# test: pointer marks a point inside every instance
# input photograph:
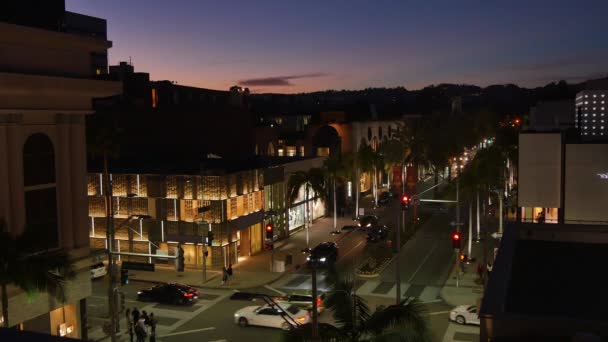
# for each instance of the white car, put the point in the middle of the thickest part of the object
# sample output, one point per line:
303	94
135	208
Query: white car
98	270
465	314
272	317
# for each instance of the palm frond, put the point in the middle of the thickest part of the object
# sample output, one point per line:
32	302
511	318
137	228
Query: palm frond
407	314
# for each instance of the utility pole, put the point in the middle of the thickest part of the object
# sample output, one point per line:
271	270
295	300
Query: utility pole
397	264
315	314
110	242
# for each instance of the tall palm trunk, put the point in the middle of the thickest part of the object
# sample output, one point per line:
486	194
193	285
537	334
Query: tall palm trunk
335	206
478	223
470	238
5	305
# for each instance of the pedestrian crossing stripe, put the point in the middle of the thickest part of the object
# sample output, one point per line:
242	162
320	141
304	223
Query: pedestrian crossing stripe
372	288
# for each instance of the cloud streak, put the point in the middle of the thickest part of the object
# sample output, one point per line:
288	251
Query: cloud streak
279	81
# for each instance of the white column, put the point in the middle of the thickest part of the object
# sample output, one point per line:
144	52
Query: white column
79	181
64	181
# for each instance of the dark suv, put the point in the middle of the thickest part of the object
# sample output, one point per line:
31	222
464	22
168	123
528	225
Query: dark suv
368	221
325	253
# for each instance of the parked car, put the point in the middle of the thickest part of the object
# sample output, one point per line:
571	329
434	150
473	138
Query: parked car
168	293
98	270
303	301
271	316
326	253
385	198
465	314
368	221
377	233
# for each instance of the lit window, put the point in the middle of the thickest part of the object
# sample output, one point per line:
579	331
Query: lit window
154	98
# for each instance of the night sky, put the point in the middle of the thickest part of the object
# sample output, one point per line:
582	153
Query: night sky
295	46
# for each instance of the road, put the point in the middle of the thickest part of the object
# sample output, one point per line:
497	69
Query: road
425	262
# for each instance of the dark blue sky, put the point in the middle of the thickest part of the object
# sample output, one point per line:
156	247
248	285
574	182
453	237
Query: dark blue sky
293	46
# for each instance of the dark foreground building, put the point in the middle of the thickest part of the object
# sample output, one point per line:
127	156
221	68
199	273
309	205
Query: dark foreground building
548	285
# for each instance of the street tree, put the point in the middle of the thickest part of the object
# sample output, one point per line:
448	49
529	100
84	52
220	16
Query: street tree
312	180
30	269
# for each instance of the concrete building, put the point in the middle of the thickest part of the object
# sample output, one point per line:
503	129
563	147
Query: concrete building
591	115
48	68
562	180
545	285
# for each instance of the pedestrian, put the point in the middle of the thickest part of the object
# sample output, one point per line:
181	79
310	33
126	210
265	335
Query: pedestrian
480	272
144	316
152	323
224	275
135	314
489	269
229	272
129	324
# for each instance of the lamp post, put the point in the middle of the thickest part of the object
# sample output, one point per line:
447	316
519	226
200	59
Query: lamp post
202	210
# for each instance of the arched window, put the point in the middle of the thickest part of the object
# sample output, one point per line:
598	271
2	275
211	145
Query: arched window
270	149
40	189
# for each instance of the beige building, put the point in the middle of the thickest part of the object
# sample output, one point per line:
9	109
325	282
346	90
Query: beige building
47	82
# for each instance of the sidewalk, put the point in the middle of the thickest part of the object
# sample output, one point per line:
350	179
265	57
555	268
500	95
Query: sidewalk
469	290
253	271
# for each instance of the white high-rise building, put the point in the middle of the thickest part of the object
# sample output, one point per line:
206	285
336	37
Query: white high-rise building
591	116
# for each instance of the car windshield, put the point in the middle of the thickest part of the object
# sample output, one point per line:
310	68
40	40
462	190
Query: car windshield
292	309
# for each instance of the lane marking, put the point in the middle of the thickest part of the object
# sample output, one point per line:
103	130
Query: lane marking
275	290
422	263
187	332
437	313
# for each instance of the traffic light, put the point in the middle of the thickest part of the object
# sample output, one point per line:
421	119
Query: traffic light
124	276
122	301
180	259
456	240
209	238
405	202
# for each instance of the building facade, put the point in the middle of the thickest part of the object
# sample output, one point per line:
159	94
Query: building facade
48	78
591	117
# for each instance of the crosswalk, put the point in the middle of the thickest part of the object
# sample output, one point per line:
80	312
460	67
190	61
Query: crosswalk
372	288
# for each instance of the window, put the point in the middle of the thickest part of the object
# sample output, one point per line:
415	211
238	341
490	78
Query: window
40	190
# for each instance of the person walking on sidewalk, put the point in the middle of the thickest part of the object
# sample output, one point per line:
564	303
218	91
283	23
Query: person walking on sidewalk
152	323
229	272
224	275
129	324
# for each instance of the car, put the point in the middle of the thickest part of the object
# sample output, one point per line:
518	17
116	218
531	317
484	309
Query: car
98	270
368	221
385	198
188	289
271	316
167	294
377	233
465	314
326	253
303	301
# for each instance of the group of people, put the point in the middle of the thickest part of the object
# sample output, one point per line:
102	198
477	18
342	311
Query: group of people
226	274
141	325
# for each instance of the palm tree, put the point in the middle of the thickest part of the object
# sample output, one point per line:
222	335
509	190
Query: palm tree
31	270
356	322
313	180
334	168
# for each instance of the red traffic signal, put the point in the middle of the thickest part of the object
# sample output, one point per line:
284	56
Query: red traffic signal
456	240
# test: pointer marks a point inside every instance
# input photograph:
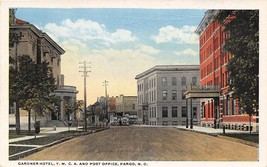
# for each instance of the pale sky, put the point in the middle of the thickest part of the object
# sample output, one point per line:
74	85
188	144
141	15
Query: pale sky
119	43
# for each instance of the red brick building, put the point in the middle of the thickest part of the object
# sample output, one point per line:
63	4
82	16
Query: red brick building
213	73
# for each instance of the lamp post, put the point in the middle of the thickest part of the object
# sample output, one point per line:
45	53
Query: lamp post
106	101
85	71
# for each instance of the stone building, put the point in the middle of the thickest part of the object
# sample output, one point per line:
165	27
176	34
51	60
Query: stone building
126	105
160	94
223	109
40	47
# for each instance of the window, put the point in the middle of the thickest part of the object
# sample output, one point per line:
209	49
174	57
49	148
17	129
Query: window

▶ _EXERCISE REQUIREMENTS_:
Make an exact copy of the records above, with the pictures left out.

▶ _FULL ANSWER_:
# test: pointer marks a point inside every instance
# input photograph:
# for each instance of the white car, put the point in the middle of the thickest part of the object
# sample output, one point per line:
303	94
135	208
Query: white car
98	270
465	314
272	317
# for each instance of the palm frond, put the point in the middle of the thickest part of the object
# sample output, one point per line:
32	302
511	318
137	228
Query: palm frond
407	314
# for each instance of the utility pole, put the point in the middle of the thickest part of the object
# sample output, one point per line:
271	270
295	300
Query: utility pole
397	264
315	314
110	242
# for each instance of the tall palm trunk, put the point in the middle of the thickest part of the object
# sample output, one point per line:
486	194
193	285
537	334
Query: tall palm trunk
335	206
478	223
470	238
5	305
# for each instance of the pedestrian crossing stripe, put the point in the middle of the thickest part of the object
# sample output, one point per line:
242	162
320	141
304	223
Query: pedestrian crossing stripe
372	288
# for each instance of the cloud streak, put the point in the middle of the thickest part of the object
# sample output, one point per line:
288	251
Query: cloud streak
279	81
# for each instance of the white column, put the point in the middle of the thickest part of the object
# sample output, one point per line:
144	52
Query: white column
79	181
64	181
# for each instance of the dark suv, put the point in the middle of the thickest part of the object
# sample output, one point per line:
31	222
464	22
168	123
528	225
Query: dark suv
368	221
325	253
# for each instance of the parked car, put the point in the middle of the thickest part of the object
# sample output, one point per line:
571	329
434	150
473	138
Query: parked car
168	293
98	270
303	301
271	316
326	253
385	198
465	314
368	221
377	233
# for each instance of the lit window, put the point in the middle of the thickest part of the object
# sample output, one point per line:
579	331
Query: lit window
154	98
# for each instance of the night sky, put the point in the middle of the thickest part of the object
# sample output, one point per line:
582	153
Query: night sky
295	46
# for each instance of the road, put the point in the middle of the thickest part of the object
# sample output, one point per line:
497	69
Query: road
425	262
# for each instance of the dark blue sky, put the point in the middle of the thickest part of the object
# sample output, one point per line:
156	247
248	285
574	182
453	237
Query: dark blue sky
293	46
# for each instance of the dark foreground building, put the point in the middle of the thickest part of the object
# sample output, one point per line:
127	156
221	68
199	273
309	205
Query: dark foreground building
548	285
# for each instance of the street tree, put the point in the middle of the thickest part of the object
# sample output, one point per line:
448	49
529	100
84	52
220	16
Query: street tree
312	180
30	269
# for each instance of the concrete building, put the point in the middle of the thickest part of the object
# sample output, one point per line:
503	129
563	147
Query: concrete building
591	115
48	68
562	180
545	285
# for each instance of the pedestrian, put the point in the middle of the thickest part of the object
# sample output, one point per line:
181	79
310	33
126	210
265	335
Query: pedestrian
480	272
144	316
152	323
224	275
135	314
489	269
229	272
129	324
# for each instance of the lamp post, put the point in the middle of the thickest part of the object
# sample output, one point per line:
447	316
519	226
200	59
Query: lamp post
202	210
# for each instance of the arched window, put the point in the middle of the thickest part of the object
# sample output, one point per line:
598	271
2	275
211	145
Query: arched window
270	149
40	189
# for each instance of the beige building, put the point in the middle of the thickest part of the object
# sample output, one point per line:
9	109
325	282
346	90
Query: beige building
47	82
# for each instance of the sidewalk, put the point in the middle of the thickest part of the object
# sample output, one point per line:
350	179
265	57
555	268
500	95
Query: sidewalk
469	290
253	271
# for each instance of the white high-rise building, put the point in the middle of the thickest part of the object
# sample output, one point per line:
206	285
336	37
Query: white high-rise building
591	116
# for each instance of the car windshield, put the point in the middle of the thickest part of the object
# sample output, one point per line:
310	68
40	40
462	190
Query: car windshield
292	309
# for each instance of the lane marking, put the point in the middle of the thickest part of the object
# sample output, one point per line:
103	130
Query: lane marking
275	290
422	263
187	332
437	313
# for each instance of the traffic light, put the point in the middle of the thickest part of the object
# sample output, one point per line:
421	119
Query: traffic light
124	276
122	301
180	259
456	240
209	238
405	202
# for each instance of the building facade, put the point in the middle of the thickest part of the object
# sample output, one point per line:
159	94
Query: building facade
48	78
591	117
# for each instance of the crosswalk, put the point in the middle of the thickest part of the object
# sample output, one point per line:
80	312
460	67
190	61
Query: crosswalk
372	288
# for each instance of the window, put the point in the middle of the thickest part of the object
# sample output, one point per line:
415	211
238	341
490	78
Query: window
40	190
# for each instance of the person walking on sidewalk, put the point in the middle of the thickest part of the object
# sample output, one point per line:
564	303
218	91
283	23
Query: person walking on sidewalk
152	323
229	272
224	275
129	324
# for each instance of the car, put the point in the middle of the thickest part of the object
# sample output, one point per line:
518	17
116	218
531	317
484	309
Query: car
98	270
368	221
385	198
188	289
271	316
167	294
377	233
465	314
326	253
303	301
# for each instance of the group of people, put the point in the middle of the thickest part of the object
# sample output, one point per line:
102	198
477	18
342	311
Query: group of people
226	274
141	325
# for each instance of the palm tree, put the point in the middle of the thickest part of the object
# sample output, one point per line:
222	335
509	190
Query: palm tree
31	270
356	322
313	180
334	168
# for each instance of the red traffic signal, put the point in the middle of the thickest part of the object
# sample output, one point per line:
284	56
Query: red traffic signal
456	240
# test: pointer marks a point inside every instance
# input photograph:
# for each instance of the pale sky, put the point in the middle of the thickest part of the object
# sample output, one point per line:
74	85
188	144
141	15
Query: pale sky
119	43
# for each instance of the red brick building, put the point in the middle of the thickest part of the object
# sample output, one point per line:
63	4
82	16
Query: red brick building
213	73
# for each instance of the lamp post, put the point in the middle of the thickest part of the object
# sample output, one point per line:
45	53
Query: lamp post
106	101
85	71
# for each instance of the stone building, put the point in the middle of the thickest part of the object
# sample output, one point per line:
165	27
176	34
51	60
Query: stone building
126	105
160	94
223	109
40	47
# for each instance of the window, put the point in the middle of the thickest part of the object
# sample output, one point per line:
209	49
174	57
49	148
17	129
Query: window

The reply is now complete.